Direction 1 – In the passage on hana-ml graph algorithms, which package contains the algorithms?
Direction 2 – Write the next part of the passage on hana-ml graph algorithms, starting after its last sentence.

— start Excerpted passage —

The function g_storm.describe() gives you statistical information about the graph (e.g. counts, min-, max-values, density). In our example, we focus on IS_CONNECTED, which indicates that we don’t have a single connected network, but multiple unconnected ones.
Use Graph Algorithms to analyze and process your Graph
The hana-ml library provides algorithms, that can be executed on the graph (like shortest path, neighbors, topological sort, weakly connected components). They can be found in the hana_ml.graph.algorithms package. The execution pattern is always the same:
result = hana_ml.graph.algorithms.<algorithm_name>(graph=<graph_instance>).execute(<parameters>)
Every algorithm is implemented in a separate Python class which you can instantiate (<algorithm_name>). This class expects the graph instance as a constructor parameter (graph = <graph_instance>), so it knows on which graph to perform the algorithms. Finally, every algorithm class implements an execute() method, which triggers the execution of the algorithm. The result gives you access to the results of the algorithm execution. The properties available depend on the algorithm you execute.
WeaklyConnectedComponents
In our case, we can use the WeaklyConnectedComponents algorithm to identify parts of our network – each weakly connected component represents a sub-graph, that is not connected to the other components.
The result indicates that we have 8332 independent components in the graph. Let’s take a look at the number of vertices in each component.

— end Excerpted passage —
— start Information provided —

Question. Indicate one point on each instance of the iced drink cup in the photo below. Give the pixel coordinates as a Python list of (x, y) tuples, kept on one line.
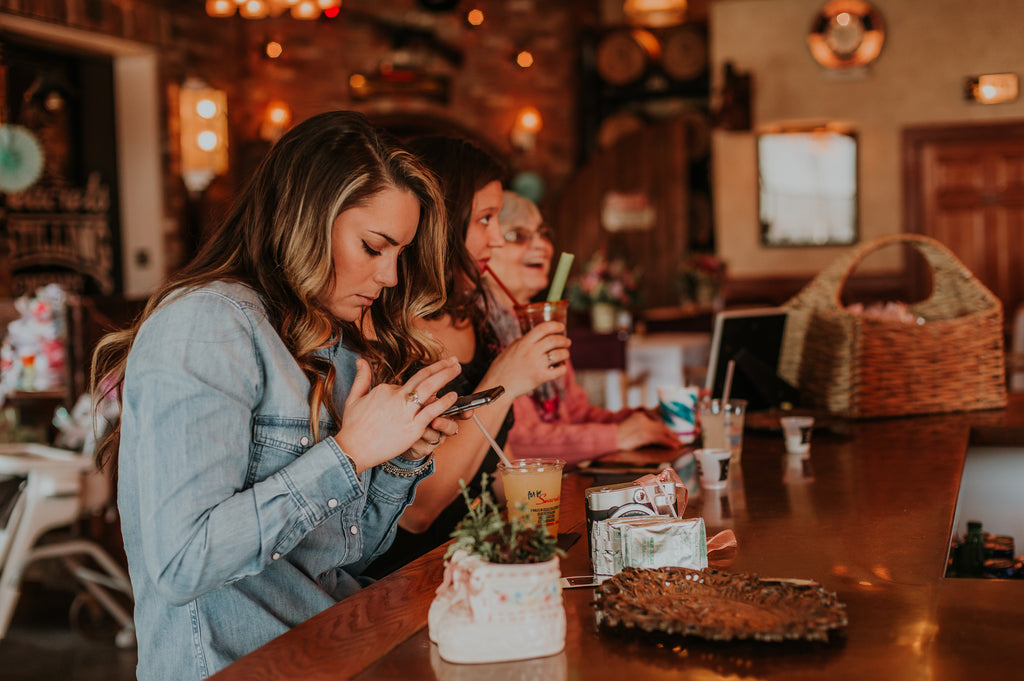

— end Information provided —

Reply 1 – The hana_ml.graph.algorithms package.

Reply 2 –
Since components is a Pandas data-frame, we use Pandas capabilities to return only the two largest components – 25 and 5. With wcc.vertices the algorithm provides a data-frame that maps each vertex to the component it belongs to. Let’s store the components to SAP HANA and use the subgraph() method of the graph for our visualization. We use the same method to upload the data to SAP HANA we used when we created the graph. The following statement stores the algorithm results to HANA.
hdf_wcc = create_dataframe_from_pandas(
connection_context=cc,
pandas_df=wcc.vertices,
drop_exist_tab=True,
table_name='LM_STORMWATER_WCC',
force=True,
allow_bigint=True,
primary_key='ID')
Sub-Graphs
As we have seen, the components 25 and 5 are the biggest ones in the graph. Let’s put them on a map to gain further insights. The Graph object provides a method to create subgraphs based on filter criteria on vertices or edges.
g_storm_comp1 = g_storm.subgraph(
workspace_name = "LM_STORMWATER_COMP1",
vertices_filter='ID IN (SELECT ID FROM LM_STORMWATER_WCC WHERE COMPONENT = 25)',
force = True
)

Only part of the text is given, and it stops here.